:: O que fazer ::
Por favor, transcreva na íntegra o texto sobre o sarampo, sem mudar nenhuma palavra nem sinal de pontuação.
----- Texto de origem -----
Mas a nação africana não é a única a ser impactada recentemente pelo sarampo. Em Madagascar, a falta de vacinas provocou uma epidemia em 2018 cujos efeitos são sentidos até hoje. Desde então, houve mais de mil mortes devido à doença no país. Na Ucrânia, grandes quedas na vacinação ocasionaram um surto em 2017. Mais de 115 mil casos de sarampo foram registrados entre esse ano e 2020. É claro que o coronavírus não faz com que o número de casos de sarampo aumente diretamente, mas as demandas por ele geradas podem ainda desviar recursos de outros males, trazendo-os de volta à tona.
Vale lembrar que a corrupção presente em países menos desenvolvidos e as exigências da própria vacina (que, por exemplo, precisa ser mantida entre 2 e 8 graus Celsius) prejudica gravemente a saúde pública desses locais, principalmente em casos de epidemias.
----- Extrato de dados -----
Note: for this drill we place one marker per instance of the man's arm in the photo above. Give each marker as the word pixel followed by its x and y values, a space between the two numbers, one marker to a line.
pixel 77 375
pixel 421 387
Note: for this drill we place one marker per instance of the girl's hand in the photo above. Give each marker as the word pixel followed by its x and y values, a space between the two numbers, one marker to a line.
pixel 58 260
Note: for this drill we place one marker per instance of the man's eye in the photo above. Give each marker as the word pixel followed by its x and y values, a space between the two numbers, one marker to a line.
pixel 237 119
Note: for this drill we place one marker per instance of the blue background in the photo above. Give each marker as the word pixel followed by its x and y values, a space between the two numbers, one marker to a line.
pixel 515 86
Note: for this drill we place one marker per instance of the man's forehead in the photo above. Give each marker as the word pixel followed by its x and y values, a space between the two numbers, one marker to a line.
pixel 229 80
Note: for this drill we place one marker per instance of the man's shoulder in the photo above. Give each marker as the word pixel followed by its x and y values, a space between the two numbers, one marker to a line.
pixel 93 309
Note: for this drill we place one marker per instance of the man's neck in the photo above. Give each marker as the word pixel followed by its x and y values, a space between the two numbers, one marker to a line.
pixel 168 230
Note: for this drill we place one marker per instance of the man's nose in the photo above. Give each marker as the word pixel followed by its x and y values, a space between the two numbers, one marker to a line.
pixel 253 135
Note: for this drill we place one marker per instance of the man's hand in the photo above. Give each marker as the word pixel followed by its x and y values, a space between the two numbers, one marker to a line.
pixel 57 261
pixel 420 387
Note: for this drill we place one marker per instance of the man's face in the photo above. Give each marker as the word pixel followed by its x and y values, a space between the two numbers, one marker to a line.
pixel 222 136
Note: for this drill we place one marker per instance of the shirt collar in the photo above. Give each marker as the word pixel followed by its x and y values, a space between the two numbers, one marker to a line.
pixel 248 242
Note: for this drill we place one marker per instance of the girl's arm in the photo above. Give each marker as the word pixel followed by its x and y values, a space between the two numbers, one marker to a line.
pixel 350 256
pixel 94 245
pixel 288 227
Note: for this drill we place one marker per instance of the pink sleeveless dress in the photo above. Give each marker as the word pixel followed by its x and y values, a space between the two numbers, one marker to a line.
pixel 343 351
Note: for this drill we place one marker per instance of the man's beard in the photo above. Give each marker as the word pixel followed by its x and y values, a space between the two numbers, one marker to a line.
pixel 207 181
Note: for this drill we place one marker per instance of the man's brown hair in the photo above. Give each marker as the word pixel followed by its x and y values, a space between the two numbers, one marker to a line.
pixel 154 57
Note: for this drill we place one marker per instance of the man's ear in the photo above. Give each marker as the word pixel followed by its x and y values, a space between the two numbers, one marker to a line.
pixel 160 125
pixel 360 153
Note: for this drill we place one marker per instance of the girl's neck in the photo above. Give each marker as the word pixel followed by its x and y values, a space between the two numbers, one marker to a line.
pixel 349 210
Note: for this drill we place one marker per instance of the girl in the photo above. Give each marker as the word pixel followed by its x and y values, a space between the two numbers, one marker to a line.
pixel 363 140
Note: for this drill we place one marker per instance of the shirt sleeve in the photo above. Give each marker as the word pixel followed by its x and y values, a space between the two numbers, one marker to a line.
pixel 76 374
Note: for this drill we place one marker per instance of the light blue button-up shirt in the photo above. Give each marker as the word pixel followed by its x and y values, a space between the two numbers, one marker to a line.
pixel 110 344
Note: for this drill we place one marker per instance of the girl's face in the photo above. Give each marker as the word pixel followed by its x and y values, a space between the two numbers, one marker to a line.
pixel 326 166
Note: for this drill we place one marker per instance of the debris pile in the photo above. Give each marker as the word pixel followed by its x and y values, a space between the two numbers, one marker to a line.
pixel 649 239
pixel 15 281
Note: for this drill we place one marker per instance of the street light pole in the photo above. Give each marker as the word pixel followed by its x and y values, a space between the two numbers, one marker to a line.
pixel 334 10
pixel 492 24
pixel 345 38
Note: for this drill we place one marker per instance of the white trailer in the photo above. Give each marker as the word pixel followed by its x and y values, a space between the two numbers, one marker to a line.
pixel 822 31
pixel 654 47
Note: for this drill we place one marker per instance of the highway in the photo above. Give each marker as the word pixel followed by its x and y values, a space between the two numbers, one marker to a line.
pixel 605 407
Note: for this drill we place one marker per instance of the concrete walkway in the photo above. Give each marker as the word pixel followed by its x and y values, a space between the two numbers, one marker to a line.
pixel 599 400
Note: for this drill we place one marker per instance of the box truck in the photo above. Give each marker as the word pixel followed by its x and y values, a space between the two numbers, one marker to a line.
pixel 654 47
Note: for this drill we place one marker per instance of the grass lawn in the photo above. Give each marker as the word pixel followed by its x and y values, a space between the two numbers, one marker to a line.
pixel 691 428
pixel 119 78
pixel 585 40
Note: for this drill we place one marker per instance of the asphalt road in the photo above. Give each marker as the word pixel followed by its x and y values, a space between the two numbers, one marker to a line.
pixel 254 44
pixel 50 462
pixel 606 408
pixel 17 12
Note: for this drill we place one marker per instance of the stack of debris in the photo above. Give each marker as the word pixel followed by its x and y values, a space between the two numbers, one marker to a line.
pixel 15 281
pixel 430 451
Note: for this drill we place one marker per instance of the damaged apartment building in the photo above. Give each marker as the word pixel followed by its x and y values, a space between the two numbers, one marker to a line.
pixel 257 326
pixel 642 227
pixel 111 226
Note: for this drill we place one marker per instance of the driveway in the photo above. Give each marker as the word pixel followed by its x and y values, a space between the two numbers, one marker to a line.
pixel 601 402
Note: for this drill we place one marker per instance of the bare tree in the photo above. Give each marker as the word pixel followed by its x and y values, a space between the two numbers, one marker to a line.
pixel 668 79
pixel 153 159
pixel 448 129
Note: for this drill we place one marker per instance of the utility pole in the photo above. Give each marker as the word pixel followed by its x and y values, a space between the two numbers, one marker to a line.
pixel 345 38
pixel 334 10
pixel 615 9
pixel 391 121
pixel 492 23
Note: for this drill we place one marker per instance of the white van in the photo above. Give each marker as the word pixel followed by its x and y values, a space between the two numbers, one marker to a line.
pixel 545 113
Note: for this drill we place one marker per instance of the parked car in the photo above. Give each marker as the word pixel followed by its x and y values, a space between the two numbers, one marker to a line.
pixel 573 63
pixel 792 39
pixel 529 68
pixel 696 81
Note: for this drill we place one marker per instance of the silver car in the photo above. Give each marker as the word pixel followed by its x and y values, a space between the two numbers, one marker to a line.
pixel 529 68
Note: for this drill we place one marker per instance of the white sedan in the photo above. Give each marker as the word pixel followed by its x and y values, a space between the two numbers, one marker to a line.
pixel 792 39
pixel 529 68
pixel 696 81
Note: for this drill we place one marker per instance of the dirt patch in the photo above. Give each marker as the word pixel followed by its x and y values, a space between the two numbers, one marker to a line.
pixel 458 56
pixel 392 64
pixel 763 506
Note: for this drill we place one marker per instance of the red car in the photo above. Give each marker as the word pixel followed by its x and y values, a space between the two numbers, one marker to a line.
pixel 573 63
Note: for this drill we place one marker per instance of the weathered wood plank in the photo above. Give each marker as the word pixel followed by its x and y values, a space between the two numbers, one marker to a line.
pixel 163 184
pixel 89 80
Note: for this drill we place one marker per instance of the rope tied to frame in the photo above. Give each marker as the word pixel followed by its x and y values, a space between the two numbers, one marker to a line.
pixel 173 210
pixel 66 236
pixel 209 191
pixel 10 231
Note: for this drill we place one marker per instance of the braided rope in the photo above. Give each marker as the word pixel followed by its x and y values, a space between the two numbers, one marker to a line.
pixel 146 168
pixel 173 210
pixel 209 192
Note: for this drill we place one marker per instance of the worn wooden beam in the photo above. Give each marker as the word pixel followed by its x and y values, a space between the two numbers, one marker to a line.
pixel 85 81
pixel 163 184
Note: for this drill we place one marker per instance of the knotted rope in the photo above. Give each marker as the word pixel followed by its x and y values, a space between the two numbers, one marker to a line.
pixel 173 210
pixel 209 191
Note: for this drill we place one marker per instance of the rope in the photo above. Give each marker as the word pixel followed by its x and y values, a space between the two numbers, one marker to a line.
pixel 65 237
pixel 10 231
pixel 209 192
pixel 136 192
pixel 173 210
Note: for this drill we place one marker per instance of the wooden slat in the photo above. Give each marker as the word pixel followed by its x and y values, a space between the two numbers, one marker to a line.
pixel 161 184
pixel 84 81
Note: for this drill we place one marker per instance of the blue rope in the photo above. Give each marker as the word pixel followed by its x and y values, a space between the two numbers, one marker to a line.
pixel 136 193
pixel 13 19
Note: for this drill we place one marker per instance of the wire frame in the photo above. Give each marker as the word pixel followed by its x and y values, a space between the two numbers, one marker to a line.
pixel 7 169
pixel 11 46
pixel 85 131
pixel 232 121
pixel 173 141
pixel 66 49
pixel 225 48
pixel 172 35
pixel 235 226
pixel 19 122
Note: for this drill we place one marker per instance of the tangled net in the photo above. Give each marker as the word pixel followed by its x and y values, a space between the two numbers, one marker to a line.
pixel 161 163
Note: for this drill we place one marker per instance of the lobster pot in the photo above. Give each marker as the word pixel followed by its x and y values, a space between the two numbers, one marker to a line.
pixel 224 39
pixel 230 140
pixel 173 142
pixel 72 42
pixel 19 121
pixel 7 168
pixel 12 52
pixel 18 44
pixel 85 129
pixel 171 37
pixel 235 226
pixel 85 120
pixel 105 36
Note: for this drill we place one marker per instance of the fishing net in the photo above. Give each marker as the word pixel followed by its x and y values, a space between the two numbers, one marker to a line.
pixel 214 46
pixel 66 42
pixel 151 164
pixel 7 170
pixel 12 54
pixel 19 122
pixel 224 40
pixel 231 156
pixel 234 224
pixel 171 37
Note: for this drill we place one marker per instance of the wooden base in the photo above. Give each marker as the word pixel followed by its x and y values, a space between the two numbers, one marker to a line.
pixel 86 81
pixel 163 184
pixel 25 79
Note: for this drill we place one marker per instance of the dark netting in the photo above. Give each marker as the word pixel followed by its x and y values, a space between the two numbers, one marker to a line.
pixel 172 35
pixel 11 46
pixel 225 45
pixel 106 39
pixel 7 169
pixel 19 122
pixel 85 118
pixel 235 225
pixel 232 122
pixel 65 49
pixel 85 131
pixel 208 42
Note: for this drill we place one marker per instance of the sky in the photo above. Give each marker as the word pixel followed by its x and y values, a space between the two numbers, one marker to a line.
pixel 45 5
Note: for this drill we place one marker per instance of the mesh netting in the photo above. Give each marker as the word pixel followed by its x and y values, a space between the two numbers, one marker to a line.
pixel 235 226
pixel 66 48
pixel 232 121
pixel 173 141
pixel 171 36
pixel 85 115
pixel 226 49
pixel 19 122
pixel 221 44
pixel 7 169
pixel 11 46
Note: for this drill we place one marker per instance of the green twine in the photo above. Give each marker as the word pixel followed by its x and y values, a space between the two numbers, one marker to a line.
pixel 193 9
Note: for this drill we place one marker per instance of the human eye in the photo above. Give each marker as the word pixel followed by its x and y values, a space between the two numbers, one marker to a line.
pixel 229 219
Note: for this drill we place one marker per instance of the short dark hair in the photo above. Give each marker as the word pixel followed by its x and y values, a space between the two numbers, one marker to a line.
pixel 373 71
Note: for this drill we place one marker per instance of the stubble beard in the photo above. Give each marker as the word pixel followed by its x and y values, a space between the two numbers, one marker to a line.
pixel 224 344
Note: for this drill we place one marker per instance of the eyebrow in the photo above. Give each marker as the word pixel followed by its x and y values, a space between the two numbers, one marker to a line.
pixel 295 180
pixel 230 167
-----
:: Problema resolvido ::
Mas a nação africana não é a única a ser impactada recentemente pelo sarampo. Em Madagascar, a falta de vacinas provocou uma epidemia em 2018 cujos efeitos são sentidos até hoje. Desde então, houve mais de mil mortes devido à doença no país. Na Ucrânia, grandes quedas na vacinação ocasionaram um surto em 2017. Mais de 115 mil casos de sarampo foram registrados entre esse ano e 2020. É claro que o coronavírus não faz com que o número de casos de sarampo aumente diretamente, mas as demandas por ele geradas podem ainda desviar recursos de outros males, trazendo-os de volta à tona.
Vale lembrar que a corrupção presente em países menos desenvolvidos e as exigências da própria vacina (que, por exemplo, precisa ser mantida entre 2 e 8 graus Celsius) prejudica gravemente a saúde pública desses locais, principalmente em casos de epidemias.